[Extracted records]
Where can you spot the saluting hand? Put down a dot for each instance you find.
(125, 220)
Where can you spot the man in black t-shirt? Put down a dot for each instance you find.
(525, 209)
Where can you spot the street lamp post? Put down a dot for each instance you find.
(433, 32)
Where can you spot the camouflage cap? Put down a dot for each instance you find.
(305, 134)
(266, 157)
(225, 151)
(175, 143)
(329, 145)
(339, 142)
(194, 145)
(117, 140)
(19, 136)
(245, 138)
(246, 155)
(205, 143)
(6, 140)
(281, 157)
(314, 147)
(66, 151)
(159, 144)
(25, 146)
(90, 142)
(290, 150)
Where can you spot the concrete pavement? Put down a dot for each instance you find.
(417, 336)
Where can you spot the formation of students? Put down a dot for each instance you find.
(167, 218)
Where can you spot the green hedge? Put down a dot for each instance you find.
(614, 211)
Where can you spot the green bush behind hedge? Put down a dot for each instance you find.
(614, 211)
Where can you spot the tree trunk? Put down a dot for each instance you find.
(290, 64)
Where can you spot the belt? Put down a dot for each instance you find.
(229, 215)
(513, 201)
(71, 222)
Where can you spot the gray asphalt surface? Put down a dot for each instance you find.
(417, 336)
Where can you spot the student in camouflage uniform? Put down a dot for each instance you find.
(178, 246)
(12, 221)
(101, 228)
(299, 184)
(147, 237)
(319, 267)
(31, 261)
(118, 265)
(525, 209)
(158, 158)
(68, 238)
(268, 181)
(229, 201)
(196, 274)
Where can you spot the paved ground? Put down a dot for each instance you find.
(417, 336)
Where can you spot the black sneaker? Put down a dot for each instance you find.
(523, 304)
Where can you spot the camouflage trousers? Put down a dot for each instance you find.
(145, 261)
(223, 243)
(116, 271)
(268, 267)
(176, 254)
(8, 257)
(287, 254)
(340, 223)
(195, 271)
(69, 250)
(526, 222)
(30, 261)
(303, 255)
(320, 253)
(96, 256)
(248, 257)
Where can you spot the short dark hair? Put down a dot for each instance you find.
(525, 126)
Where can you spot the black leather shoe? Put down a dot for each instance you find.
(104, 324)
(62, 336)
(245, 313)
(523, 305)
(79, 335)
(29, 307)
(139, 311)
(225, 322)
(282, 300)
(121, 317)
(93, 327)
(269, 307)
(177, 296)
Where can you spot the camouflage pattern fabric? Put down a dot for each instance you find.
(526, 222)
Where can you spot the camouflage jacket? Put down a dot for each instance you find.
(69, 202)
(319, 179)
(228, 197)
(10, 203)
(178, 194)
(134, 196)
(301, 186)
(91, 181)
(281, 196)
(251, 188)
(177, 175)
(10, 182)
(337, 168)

■ **WHAT TO DO**
Every record must be repeated precisely and in full.

■ **TASK RESPONSE**
Where can you spot the saluting hand? Put down a dot for each instance you find.
(125, 220)
Where can you spot the man in black t-shirt? Put down a dot for each instance you find.
(525, 209)
Where can you spot the street lamp post? Put down a dot for each instance you find.
(433, 32)
Where can you spot the camouflage cap? Put down a dot for each instance you find.
(305, 134)
(266, 157)
(225, 151)
(175, 143)
(329, 145)
(339, 142)
(194, 145)
(117, 140)
(19, 136)
(245, 138)
(246, 155)
(205, 143)
(6, 140)
(281, 157)
(314, 147)
(66, 151)
(159, 144)
(25, 146)
(90, 142)
(290, 150)
Where can you spot the concrete pavement? Put down a dot for each instance you find.
(417, 336)
Where can you spot the formation of students? Put down a dot for each instance you find.
(167, 218)
Where can you spot the green hedge? Put down a dot for each instance you find.
(614, 211)
Where can you spot the green bush behind hedge? Put down a dot for each instance you find.
(614, 211)
Where can you spot the tree trunk? Put down a dot for each instance you find.
(290, 64)
Where can you spot the belt? Put down a dot for each instance you find.
(229, 215)
(513, 201)
(71, 222)
Where can you spot the gray asphalt surface? Put down a dot for each instance you find.
(417, 336)
Where can you spot the student in camouflage uniform? Put down a dot for each instance you find.
(178, 246)
(12, 221)
(101, 228)
(299, 184)
(147, 237)
(319, 267)
(31, 261)
(118, 265)
(525, 209)
(158, 158)
(68, 238)
(268, 181)
(229, 201)
(196, 274)
Where can you spot the paved ground? Put down a dot for each instance you find.
(417, 336)
Where can you spot the black sneaker? Put down a dot for each instance you find.
(523, 304)
Where can you spot the camouflage trousers? Put down a dot for each instance you find.
(145, 261)
(223, 243)
(116, 271)
(268, 267)
(176, 254)
(8, 257)
(287, 254)
(340, 223)
(195, 271)
(69, 250)
(526, 222)
(30, 261)
(303, 255)
(320, 253)
(96, 256)
(248, 257)
Where can you spot the short dark hair? Put down a dot for each instance you find.
(525, 126)
Where can you spot the black leather shoe? Put down a dot for each instance you find.
(104, 324)
(62, 336)
(245, 313)
(523, 305)
(79, 335)
(29, 307)
(139, 311)
(225, 322)
(282, 300)
(121, 317)
(93, 327)
(269, 307)
(177, 296)
Where can you spot the camouflage pattern fabric? Put down a dot for each instance you find.
(526, 222)
Where can you spot the camouflage jacket? Put down a dot for each instance you find.
(69, 202)
(319, 179)
(228, 197)
(10, 203)
(178, 194)
(134, 196)
(301, 186)
(91, 181)
(281, 196)
(251, 188)
(177, 175)
(10, 182)
(337, 168)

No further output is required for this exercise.